**SUPPLIED PASSAGE**
This is, once again, the video my daughter made for The Long Way Home. This book was kind of a labor of love for me. It’s long, for one thing, and takes place in all the California beach cities where I grew up. I used to stay at the beach with my family, mostly my mom and sister because my dad worked, in the summer. Now we take the kids camping at the Dunes. I worked in Lido Village for a while, and ate in all those restaurants. When it comes to partying on the boats, lashed together in the ‘Rhine Channel’? Been there, done that. (But don’t tell the kids 😯 )
The book itself can’t be considered a mystery, it’s more romantic suspense. Kevin meets Connor while working on the disappearance of several boys from California beach cities. While he’s going over the case, it begins to dawn on him that unresolved issues in Connor’s past have a direct bearing on the case. Not just that they’re connected, but that Connor himself might be the key.

**RECORD SET**
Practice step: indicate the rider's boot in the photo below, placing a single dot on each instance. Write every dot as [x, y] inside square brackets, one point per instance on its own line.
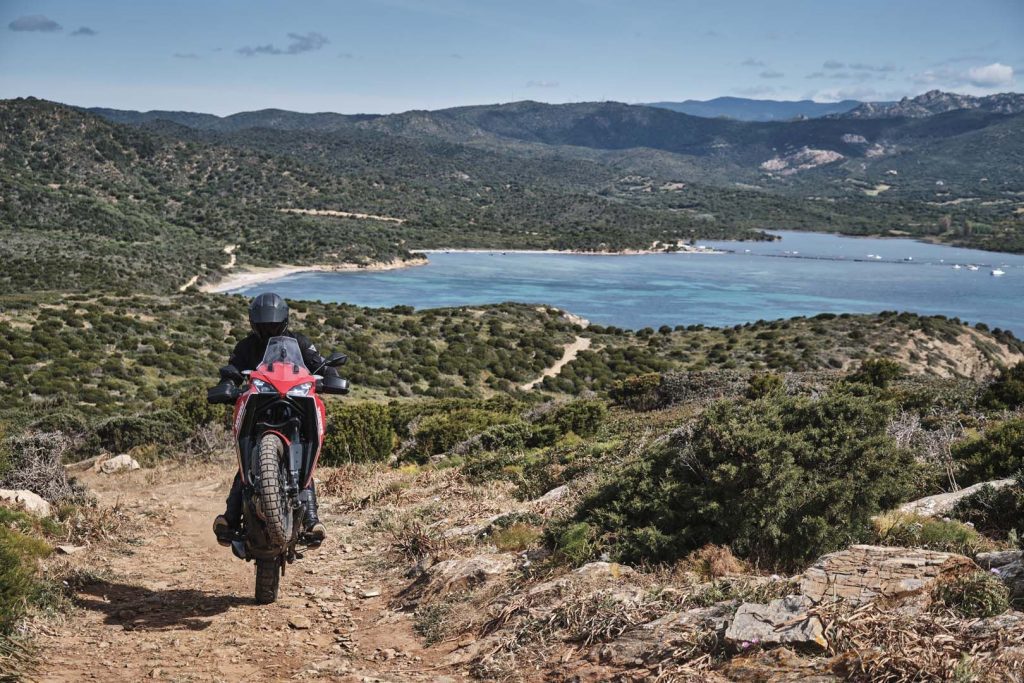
[225, 526]
[315, 532]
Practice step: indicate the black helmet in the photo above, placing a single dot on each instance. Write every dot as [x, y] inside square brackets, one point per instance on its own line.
[268, 315]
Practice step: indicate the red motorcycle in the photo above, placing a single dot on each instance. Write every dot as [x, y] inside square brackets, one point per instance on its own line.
[279, 427]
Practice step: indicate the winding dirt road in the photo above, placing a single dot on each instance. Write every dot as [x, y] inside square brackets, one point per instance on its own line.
[572, 349]
[174, 605]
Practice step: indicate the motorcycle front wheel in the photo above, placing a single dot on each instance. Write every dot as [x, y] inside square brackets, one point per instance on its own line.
[272, 499]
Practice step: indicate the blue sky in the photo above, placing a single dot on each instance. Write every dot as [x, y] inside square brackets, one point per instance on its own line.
[390, 55]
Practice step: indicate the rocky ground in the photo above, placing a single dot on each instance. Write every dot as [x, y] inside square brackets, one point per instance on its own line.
[413, 585]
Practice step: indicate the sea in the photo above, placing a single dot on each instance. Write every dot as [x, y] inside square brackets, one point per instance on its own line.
[803, 273]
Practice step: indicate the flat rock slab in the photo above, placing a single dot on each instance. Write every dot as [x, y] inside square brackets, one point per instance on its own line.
[861, 573]
[33, 503]
[781, 622]
[1008, 565]
[457, 575]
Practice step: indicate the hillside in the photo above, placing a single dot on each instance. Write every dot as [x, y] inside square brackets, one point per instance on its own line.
[531, 531]
[151, 210]
[936, 101]
[743, 109]
[745, 168]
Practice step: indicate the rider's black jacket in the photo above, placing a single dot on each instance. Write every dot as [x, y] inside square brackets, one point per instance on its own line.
[249, 352]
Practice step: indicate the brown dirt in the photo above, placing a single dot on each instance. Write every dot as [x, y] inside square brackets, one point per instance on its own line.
[174, 605]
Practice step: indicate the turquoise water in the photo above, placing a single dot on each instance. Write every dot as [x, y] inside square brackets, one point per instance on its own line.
[829, 273]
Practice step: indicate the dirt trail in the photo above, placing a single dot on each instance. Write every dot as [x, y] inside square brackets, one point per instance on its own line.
[343, 214]
[174, 605]
[571, 351]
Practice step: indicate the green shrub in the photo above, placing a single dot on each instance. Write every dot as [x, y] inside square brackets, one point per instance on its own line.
[996, 453]
[638, 393]
[973, 596]
[580, 417]
[995, 512]
[440, 432]
[189, 401]
[122, 433]
[19, 556]
[1007, 392]
[911, 530]
[515, 538]
[778, 480]
[576, 543]
[878, 372]
[358, 433]
[765, 384]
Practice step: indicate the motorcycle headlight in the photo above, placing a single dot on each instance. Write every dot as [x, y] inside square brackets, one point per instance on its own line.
[264, 387]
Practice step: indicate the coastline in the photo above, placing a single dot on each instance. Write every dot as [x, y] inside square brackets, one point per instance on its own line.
[259, 274]
[570, 252]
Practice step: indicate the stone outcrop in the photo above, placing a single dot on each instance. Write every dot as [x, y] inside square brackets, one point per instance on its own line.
[652, 642]
[781, 622]
[861, 573]
[943, 504]
[122, 463]
[1009, 565]
[457, 574]
[32, 503]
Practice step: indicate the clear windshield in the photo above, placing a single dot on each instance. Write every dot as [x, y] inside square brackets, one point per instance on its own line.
[284, 349]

**QUESTIONS ON THE MATERIAL**
(A) Rewrite the passage about The Long Way Home, starting at "This is, once" and ending at "the kids 😯 )", with "restaurants" replaced by "cafés".
(B) Continue the passage about The Long Way Home from its last sentence.

**ANSWERS FOR THIS EXERCISE**
(A)
This is, once again, the video my daughter made for The Long Way Home. This book was kind of a labor of love for me. It’s long, for one thing, and takes place in all the California beach cities where I grew up. I used to stay at the beach with my family, mostly my mom and sister because my dad worked, in the summer. Now we take the kids camping at the Dunes. I worked in Lido Village for a while, and ate in all those cafés. When it comes to partying on the boats, lashed together in the ‘Rhine Channel’? Been there, done that. (But don’t tell the kids 😯 )

(B)
When they meet, there’s no real reason to imagine that romantic sparks will fly. On the contrary, Kevin is taciturn and dismissive, and Connor feels plain put out… but sometimes those beginnings can be the most auspicious…
*****
Dougal knew when he finally spotted Quinn, not by his looks per se, but his bearing. He had heard from Lubbock that Quinn had been in a terrible car wreck that blinded him in one eye and left him a little awkward. “Quinn?” he asked the man, reaching to take the garment bag he carried. “I’m Dougal.”
“Thanks, Dougal, I got it,” said Quinn, slinging the bag over his shoulder and wheeling his pilot case.
Dougal looked at Quinn, who had a laptop case in addition to the two bags. “Have you been catching up on the case?”
“Yeah,” said Quinn. “Grim.”
“I was kind of expecting you to know who I am,” said Dougal. Some psychic, he’d practically had to hold up a sign with the guy’s name on it.
“This is an airport. There are other plain-clothed cops here,” said Quinn, looking around.
“Don’t I get a demonstration?” said Dougal.
“Sure. Let’s see,” Quinn looked him over. “You’re a skeptic, you wear nerdy clothes, probably drive a boring car, and read novels by… Ana Wexler,” Quinn read the name off the book Dougal carried under his arm.
“How am I doing so far?”
Dougal smiled with an equanimity he no longer felt. “What can you tell me about what you don’t see.”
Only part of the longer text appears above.